** BEGIN LISTED RECORDS **

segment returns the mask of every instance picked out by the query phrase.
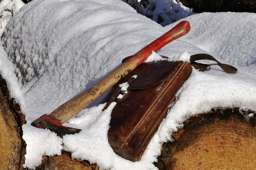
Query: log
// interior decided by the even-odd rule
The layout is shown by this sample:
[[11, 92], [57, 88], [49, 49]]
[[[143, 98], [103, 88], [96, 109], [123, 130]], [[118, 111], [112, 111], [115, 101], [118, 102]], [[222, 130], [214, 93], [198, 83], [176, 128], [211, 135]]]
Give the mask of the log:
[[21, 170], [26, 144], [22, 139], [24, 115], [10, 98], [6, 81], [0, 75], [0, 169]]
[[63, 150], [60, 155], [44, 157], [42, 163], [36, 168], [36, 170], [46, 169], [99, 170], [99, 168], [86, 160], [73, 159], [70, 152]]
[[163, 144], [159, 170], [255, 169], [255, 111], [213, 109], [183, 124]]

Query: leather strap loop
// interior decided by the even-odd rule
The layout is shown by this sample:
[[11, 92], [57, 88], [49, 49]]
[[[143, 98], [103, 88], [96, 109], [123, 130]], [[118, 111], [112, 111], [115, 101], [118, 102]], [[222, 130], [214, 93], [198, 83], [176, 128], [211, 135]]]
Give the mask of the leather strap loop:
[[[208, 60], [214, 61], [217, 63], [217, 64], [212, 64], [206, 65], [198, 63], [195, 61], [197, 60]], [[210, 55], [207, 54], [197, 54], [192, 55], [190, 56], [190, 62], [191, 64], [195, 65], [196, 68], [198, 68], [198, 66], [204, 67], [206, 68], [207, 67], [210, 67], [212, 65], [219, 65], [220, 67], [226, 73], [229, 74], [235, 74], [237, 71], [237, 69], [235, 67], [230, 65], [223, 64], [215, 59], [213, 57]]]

** END LISTED RECORDS **
** BEGIN LISTED RECORDS **

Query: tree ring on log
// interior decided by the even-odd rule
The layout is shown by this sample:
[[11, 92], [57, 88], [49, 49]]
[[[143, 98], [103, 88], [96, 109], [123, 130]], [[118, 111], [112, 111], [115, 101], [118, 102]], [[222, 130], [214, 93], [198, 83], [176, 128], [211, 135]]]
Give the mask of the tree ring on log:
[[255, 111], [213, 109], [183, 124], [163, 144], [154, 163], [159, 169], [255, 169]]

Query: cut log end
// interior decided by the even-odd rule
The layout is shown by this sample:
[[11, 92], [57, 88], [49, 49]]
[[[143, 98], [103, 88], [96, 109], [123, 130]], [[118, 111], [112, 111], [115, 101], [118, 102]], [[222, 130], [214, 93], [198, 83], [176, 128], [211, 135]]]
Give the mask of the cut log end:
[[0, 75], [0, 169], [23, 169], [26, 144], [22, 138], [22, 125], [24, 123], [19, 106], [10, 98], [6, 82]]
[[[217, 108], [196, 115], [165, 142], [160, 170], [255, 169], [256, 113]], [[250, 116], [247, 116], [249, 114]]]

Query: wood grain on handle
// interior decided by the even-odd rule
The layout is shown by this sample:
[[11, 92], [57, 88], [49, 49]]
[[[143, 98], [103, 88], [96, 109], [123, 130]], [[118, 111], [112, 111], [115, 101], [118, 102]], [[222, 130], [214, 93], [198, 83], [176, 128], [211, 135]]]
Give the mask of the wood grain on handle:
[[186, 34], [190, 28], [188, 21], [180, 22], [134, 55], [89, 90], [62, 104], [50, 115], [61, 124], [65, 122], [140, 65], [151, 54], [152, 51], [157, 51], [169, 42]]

** END LISTED RECORDS **
** BEGIN LISTED RECORDS **

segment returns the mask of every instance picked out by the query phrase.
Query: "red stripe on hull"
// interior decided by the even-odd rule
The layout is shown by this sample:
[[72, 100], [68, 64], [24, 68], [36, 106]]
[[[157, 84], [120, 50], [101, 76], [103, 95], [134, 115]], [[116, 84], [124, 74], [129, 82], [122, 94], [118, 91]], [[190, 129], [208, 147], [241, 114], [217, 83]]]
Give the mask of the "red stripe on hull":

** END LISTED RECORDS **

WORK TO BE COMPLETED
Rewrite the part of the records above that begins with the line containing "Query: wood grain on handle" and ends with the line containing "51], [169, 42]]" as a numbered list, one item per line, with any blank lines left out.

SOLUTION
1. Query: wood grain on handle
2. // interior decided by the even-odd rule
3. The layout is shown by this sample:
4. [[11, 92], [57, 88], [49, 49]]
5. [[[143, 98], [103, 88], [96, 109], [123, 130]], [[118, 111], [112, 111], [115, 101], [118, 102]], [[222, 130], [214, 93], [198, 83], [176, 128], [211, 135]]]
6. Give the mask of the wood grain on handle:
7. [[186, 34], [190, 28], [188, 21], [180, 22], [134, 55], [89, 90], [62, 104], [50, 115], [61, 124], [65, 122], [140, 65], [151, 54], [152, 51], [157, 51], [169, 42]]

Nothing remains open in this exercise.